**Listing for bounding box labeling**
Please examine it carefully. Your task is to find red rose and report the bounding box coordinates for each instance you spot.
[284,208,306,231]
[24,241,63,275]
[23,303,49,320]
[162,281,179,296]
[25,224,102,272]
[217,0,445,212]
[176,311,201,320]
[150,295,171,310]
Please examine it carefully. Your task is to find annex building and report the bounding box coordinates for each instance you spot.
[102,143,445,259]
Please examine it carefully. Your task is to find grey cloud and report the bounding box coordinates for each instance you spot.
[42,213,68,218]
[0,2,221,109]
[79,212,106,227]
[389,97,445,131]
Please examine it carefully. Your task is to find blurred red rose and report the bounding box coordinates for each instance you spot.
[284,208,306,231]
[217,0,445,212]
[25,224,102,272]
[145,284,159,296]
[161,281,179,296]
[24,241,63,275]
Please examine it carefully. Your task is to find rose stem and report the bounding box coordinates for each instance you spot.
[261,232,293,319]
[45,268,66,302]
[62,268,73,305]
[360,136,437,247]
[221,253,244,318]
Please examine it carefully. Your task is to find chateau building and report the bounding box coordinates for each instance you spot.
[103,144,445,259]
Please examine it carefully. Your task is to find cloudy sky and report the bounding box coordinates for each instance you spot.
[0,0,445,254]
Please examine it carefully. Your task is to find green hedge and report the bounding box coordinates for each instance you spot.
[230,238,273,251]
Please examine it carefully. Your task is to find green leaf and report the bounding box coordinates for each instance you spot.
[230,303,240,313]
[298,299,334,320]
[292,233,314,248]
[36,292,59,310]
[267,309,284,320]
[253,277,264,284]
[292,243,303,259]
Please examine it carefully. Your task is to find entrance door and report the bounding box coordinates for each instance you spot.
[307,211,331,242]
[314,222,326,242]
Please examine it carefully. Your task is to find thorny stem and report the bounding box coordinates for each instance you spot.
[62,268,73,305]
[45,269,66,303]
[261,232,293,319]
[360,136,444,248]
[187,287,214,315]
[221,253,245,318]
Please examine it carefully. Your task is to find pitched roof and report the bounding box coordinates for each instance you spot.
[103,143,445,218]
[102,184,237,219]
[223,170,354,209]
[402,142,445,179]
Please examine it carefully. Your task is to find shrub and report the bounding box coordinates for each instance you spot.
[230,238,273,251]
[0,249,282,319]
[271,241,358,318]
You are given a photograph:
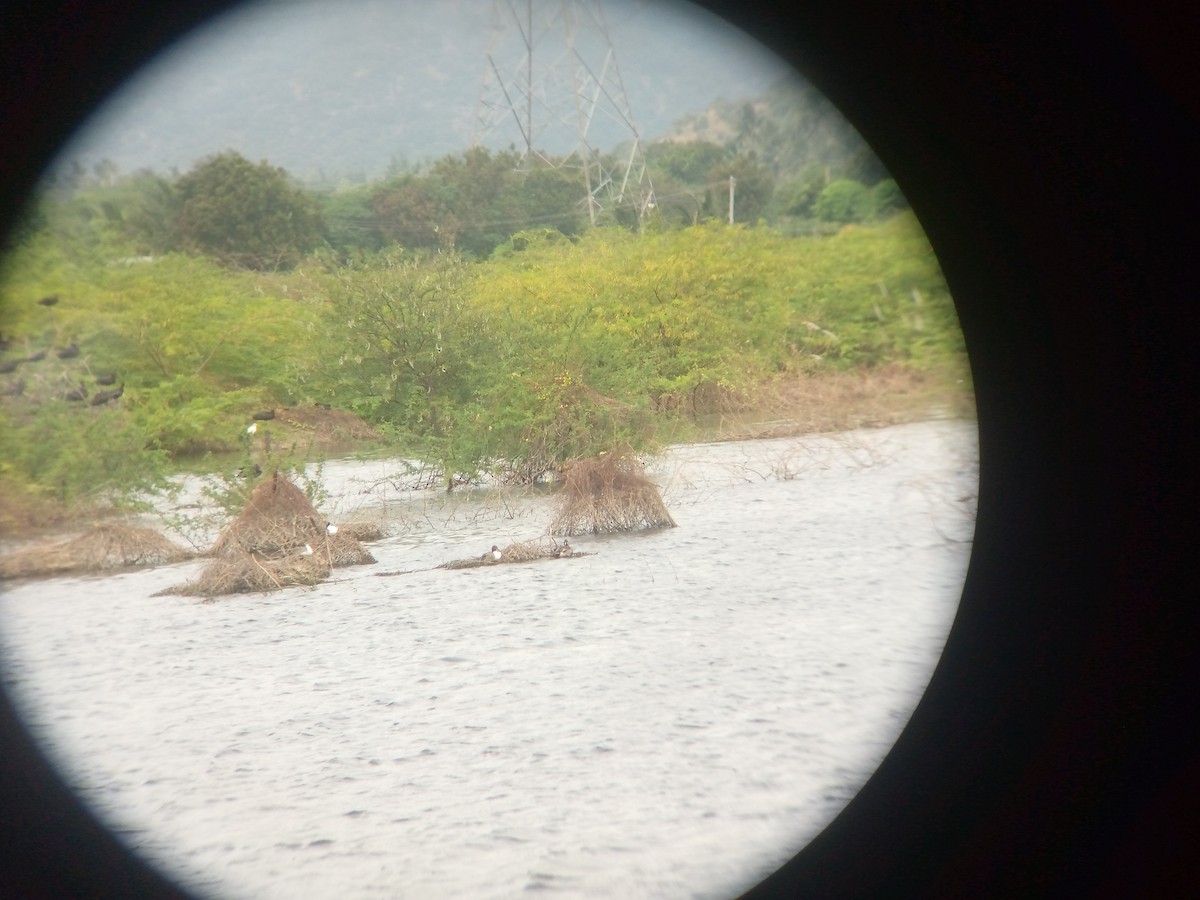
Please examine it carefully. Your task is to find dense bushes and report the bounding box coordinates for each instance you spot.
[0,204,964,500]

**EXERCISE OBJECTIVE**
Pull every line of the listing above out word for word, leaving out any pictures.

**TASK RESULT**
Please examine it carefully. Your task is to find red rose and report the bounding box coordinates for each instance you spot.
[284,208,306,231]
[24,241,63,275]
[23,303,49,320]
[162,281,179,296]
[25,224,102,272]
[217,0,445,212]
[176,311,201,320]
[150,295,171,310]
Please examine it carefully. Your task is to find annex building and report the bounding box coordinates for each instance you spot.
[102,143,445,259]
Please examine it carefully. Your task is to find grey cloud and report the bounding box coordinates for each instance you spot.
[42,213,68,218]
[0,2,221,109]
[79,212,106,227]
[389,97,445,131]
Please examine it carefully. Your task is to find blurred red rose and report the bounding box coordinates for each instance you spot.
[284,208,306,231]
[217,0,445,212]
[25,224,102,272]
[145,284,159,296]
[161,281,179,296]
[24,241,63,275]
Please examine it carefully. Your task is to find rose stem and report the bounding box coordinates for each instance you spot.
[261,232,293,319]
[45,268,66,302]
[62,268,73,305]
[360,136,437,247]
[221,253,244,318]
Please examine it carefully. Your task is to find chateau building and report the bounding box coordinates for each instance you spot.
[103,144,445,259]
Please examine it carefully. Your task is to find cloudy sky and report the bounding box coordinates for each instance you spot.
[0,0,445,254]
Please examine it carefully. Your task is to find green hedge and report the bounding box coordinates for each instance you spot.
[230,238,273,251]
Please examine it carefully. Your task is to find green leaf and report the bounding box coordinates for each instance you spot.
[230,303,240,313]
[298,299,334,320]
[292,233,314,248]
[36,292,59,310]
[267,309,284,320]
[253,277,264,284]
[292,243,303,259]
Please examine it carefully. Your task is to find entrance door and report the bounding box coordinates for each instance you spot.
[307,211,331,242]
[314,222,326,242]
Please examine it carefully. Your task is to find thorny stem and report the bounding box coordinates for each instance you spot.
[62,268,73,305]
[45,269,66,303]
[261,232,293,319]
[360,136,444,248]
[187,287,214,315]
[221,253,245,318]
Please examine it carefully. Your task is to find pitched roof and report the bounding box coordinates for each instance you spot.
[103,143,445,218]
[102,184,237,219]
[223,170,354,209]
[402,142,445,179]
Please examine it carefully. Your task is to find shrub and report the bounding box coordinates for each instance you spot.
[230,238,273,251]
[0,249,282,319]
[271,241,358,318]
You are given a photograph:
Please examine it carefully. Your task is to find dense bushes and report the bounding box coordinates for each instance you spot.
[0,204,964,500]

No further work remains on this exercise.